### Set problem:
Repeat each line of the material exactly.

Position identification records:
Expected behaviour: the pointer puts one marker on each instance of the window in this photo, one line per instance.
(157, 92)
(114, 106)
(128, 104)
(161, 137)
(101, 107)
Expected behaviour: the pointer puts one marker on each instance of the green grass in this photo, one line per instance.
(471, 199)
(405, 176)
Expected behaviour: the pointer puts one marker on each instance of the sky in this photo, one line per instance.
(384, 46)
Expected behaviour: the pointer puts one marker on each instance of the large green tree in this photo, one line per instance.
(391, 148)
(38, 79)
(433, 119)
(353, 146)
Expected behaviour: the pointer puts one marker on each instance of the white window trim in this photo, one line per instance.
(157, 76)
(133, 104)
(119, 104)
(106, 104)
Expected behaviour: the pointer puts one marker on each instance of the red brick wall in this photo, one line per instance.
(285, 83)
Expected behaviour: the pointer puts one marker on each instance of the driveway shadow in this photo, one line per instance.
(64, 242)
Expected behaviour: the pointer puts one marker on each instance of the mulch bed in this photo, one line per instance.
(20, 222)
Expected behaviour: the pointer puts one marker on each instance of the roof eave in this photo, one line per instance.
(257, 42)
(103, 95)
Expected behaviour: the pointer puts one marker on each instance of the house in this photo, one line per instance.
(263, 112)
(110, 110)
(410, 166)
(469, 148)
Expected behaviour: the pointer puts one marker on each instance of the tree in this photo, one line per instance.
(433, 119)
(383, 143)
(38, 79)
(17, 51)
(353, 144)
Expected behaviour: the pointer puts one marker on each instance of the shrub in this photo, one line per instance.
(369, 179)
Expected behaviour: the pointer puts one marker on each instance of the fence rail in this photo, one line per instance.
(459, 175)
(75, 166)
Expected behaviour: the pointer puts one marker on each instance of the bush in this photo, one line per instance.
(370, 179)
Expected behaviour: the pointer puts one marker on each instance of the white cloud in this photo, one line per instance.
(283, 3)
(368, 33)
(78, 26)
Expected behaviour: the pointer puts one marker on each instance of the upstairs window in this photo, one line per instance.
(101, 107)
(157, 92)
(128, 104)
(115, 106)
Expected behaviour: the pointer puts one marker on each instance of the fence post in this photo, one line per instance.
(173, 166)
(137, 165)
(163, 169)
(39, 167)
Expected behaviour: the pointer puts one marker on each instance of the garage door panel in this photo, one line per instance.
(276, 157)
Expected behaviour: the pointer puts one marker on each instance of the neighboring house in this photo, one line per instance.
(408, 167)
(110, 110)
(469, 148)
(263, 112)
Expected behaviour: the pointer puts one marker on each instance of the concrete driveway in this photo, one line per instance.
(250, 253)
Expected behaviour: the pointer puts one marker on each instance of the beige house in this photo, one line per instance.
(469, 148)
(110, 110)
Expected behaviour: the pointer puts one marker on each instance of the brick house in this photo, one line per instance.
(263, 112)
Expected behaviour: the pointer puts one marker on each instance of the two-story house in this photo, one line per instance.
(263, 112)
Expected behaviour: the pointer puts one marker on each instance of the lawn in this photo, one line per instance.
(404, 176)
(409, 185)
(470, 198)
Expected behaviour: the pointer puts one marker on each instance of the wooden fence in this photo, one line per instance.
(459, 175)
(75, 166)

### Correct response:
Expected behaviour: the pointer puts one marker on each instance of the window in this photo, one line per instance.
(157, 92)
(114, 106)
(128, 104)
(161, 137)
(101, 107)
Expected behaviour: the pointer puts one marker on each instance of the green grass in this photo, one line per instance.
(471, 199)
(405, 176)
Expected behaviour: the pointer puts one marker on each instance of the sky in this photo, one line per instance.
(384, 46)
Expected behaviour: the pointer puts one marker on each instance of the large green tree in this photo, one line per instance.
(391, 148)
(38, 79)
(433, 119)
(353, 146)
Expected behaviour: the pointer puts one marker on each instance of the white window trim in this photo, one line per instance.
(157, 76)
(133, 104)
(119, 104)
(106, 104)
Expected behaviour: the pointer puts one marker on each instance of the red brick wall in this photo, one line per instance.
(285, 83)
Expected behaviour: the pointer puts one marker on each instance of the driveway shadow in this photo, one line per instance.
(64, 242)
Expected behaviour: the pointer puts one marker on each instance of the mulch bed in this photo, one line per instance.
(20, 222)
Expected behaviour: the pointer puts one marker on each instance of the roof eave in this photo, one line per instance.
(257, 42)
(103, 95)
Expected behaviour: the pointer puts one marker on each instance of the house in this photo, one line per instance.
(263, 112)
(110, 110)
(410, 166)
(469, 148)
Expected behaviour: the pointer puts one marker on each instance of the tree in this photo, one line per instance.
(433, 119)
(383, 143)
(38, 79)
(17, 51)
(353, 144)
Expected behaviour: the pointer puts one marker on each instance of the shrub in this photo, one line per instance.
(369, 179)
Expected behaviour: the pointer puts one marker on each instance of the fence rail in this photo, one line per instance.
(459, 175)
(75, 166)
Expected behaviour: the pointer puts one marker on each instance of the bush in this photo, one line per instance.
(370, 179)
Expected behaviour: the pointer puts one marker on each instance of the white cloud in this photo, one line per instance.
(283, 3)
(368, 33)
(78, 26)
Expected behaviour: the pointer puts one marker on each instance of the upstairs window in this photo, one line per instance.
(101, 107)
(157, 92)
(128, 104)
(115, 106)
Expected behaviour: the pointer puts one marker on each instance of the fence post in this photo, one line per instance.
(173, 166)
(137, 165)
(163, 169)
(39, 167)
Expected behaviour: the pointer puts one marker on each instance of the garage door panel in this photo, one line per instance.
(276, 157)
Expected behaviour: the pointer puts one marker on each instance of the neighboring house in this photo, one line per instance.
(408, 167)
(110, 110)
(469, 148)
(263, 112)
Expected behaviour: the pointer puts one marker on each instance of the concrete driveway in this photo, one line per instance.
(250, 253)
Expected behaviour: the pointer puts one marker on each instance of the beige house in this photo, one line per instance.
(469, 148)
(110, 110)
Expected behaviour: the pointer puts one marker on each instance of the brick house in this photo, one line per instance.
(263, 112)
Expected behaviour: the pointer puts one marker on each instance of the two-story house in this photo, one line per instance.
(263, 112)
Expected behaviour: the pointer puts one marker on each instance of the lawn in this photo, one line per instance.
(404, 176)
(409, 185)
(470, 198)
Expected behaviour: the pointer puts one marker on each instance of the wooden fence in this photo, one line per instance.
(459, 175)
(75, 166)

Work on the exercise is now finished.